### Short exercise 1
From the records, rewrite the lines starting with the one containing "Where can you see the green" and going on through the one containing "Target: escarole leaf" as a Markdown table with the columns Row and Line, leaving out blank lines. Include only those lines.

### Text to read
Recent years have seen an astounding growth in deployment of AI systems in critical domains such as autonomous vehicles, criminal justice, healthcare, hiring, housing, human resource management, law enforcement, and public safety, where decisions taken by AI agents directly impact human lives. Consequently, there is an increasing concern if these decisions can be trusted to be correct, reliable, fair, and safe, especially under adversarial attacks. How then can we deliver on the promise of the benefits of AI but address these scenarios that have life-critical consequences for people and society? In short, how can we achieve trustworthy AI? Under the umbrella of trustworthy computing, there is a long-established framework employing formal methods and verification techniques for ensuring trust properties like reliability, security, and privacy of traditional software and hardware systems. Just as for trustworthy computing, formal verification could be an effective approach for building trust in AI-based systems. However, the set of properties needs to be extended beyond reliability, security, and privacy to include fairness, robustness, probabilistic accuracy under uncertainty, and other properties yet to be identified and defined. Further, there is a need for new property specifications and verification techniques to handle new kinds of artifacts, e.g., data distributions, probabilistic programs, and machine learning based models that may learn and adapt automatically over time. This talk will pose a new research agenda, from a formal methods perspective, for us to increase trust in AI systems.

### Available data
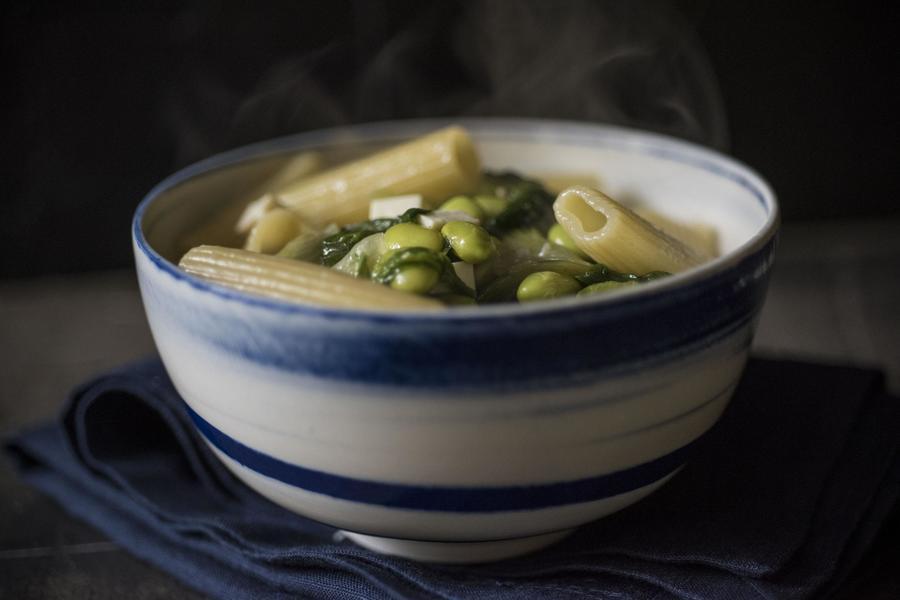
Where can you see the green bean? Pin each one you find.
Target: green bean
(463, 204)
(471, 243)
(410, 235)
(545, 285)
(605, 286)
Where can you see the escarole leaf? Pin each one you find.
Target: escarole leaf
...
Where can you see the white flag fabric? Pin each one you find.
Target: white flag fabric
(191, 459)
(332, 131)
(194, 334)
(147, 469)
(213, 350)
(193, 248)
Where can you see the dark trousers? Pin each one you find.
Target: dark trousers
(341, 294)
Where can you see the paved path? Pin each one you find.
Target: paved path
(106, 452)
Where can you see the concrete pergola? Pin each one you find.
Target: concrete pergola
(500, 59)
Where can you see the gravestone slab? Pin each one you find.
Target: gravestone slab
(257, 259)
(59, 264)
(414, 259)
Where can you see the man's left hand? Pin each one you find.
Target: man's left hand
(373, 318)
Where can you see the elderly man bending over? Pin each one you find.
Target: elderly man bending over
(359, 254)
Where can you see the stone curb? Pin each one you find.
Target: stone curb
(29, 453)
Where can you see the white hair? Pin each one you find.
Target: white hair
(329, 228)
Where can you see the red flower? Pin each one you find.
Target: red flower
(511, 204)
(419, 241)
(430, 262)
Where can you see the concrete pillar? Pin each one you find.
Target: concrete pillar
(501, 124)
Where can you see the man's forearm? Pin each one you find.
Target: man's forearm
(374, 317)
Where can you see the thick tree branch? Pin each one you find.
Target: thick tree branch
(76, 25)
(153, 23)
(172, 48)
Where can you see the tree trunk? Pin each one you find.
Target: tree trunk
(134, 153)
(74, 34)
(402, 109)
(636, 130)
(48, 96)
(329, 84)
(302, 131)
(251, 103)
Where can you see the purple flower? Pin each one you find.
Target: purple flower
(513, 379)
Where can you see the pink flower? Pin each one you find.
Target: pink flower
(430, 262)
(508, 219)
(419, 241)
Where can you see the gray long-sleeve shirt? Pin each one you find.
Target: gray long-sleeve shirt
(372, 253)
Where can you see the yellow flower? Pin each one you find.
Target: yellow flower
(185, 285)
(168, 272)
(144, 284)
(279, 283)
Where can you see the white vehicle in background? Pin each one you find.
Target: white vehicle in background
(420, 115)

### Short exercise 2
Extend the text on trustworthy AI, beginning right after its last sentence.

### Task output 1
| Row | Line |
|---|---|
| 1 | Where can you see the green bean? Pin each one you find. |
| 2 | Target: green bean |
| 3 | (463, 204) |
| 4 | (471, 243) |
| 5 | (410, 235) |
| 6 | (545, 285) |
| 7 | (605, 286) |
| 8 | Where can you see the escarole leaf? Pin each one you find. |
| 9 | Target: escarole leaf |

### Task output 2
Jeannette M. Wing is Avanessians Director of the Data Science Institute and Professor of Computer Science at Columbia University. From 2013 to 2017, she was a Corporate Vice President of Microsoft Research. She is Adjunct Professor of Computer Science at Carnegie Mellon where she twice served as the Head of the Computer Science Department and had been on the faculty since 1985. From 2007-2010 she was the Assistant Director of the Computer and Information Science and Engineering Directorate at the National Science Foundation. She received her S.B., S.M., and Ph.D. degrees in Computer Science, all from the Massachusetts Institute of Technology.
Professor Wing's general research interests are in the areas of trustworthy computing, specification and verification, concurrent and distributed systems, programming languages, and software engineering. Her current interests are in the foundations of security and privacy, with a new focus on trustworthy AI. She was or is on the editorial board of twelve journals, including the Journal of the ACM and Communications of the ACM.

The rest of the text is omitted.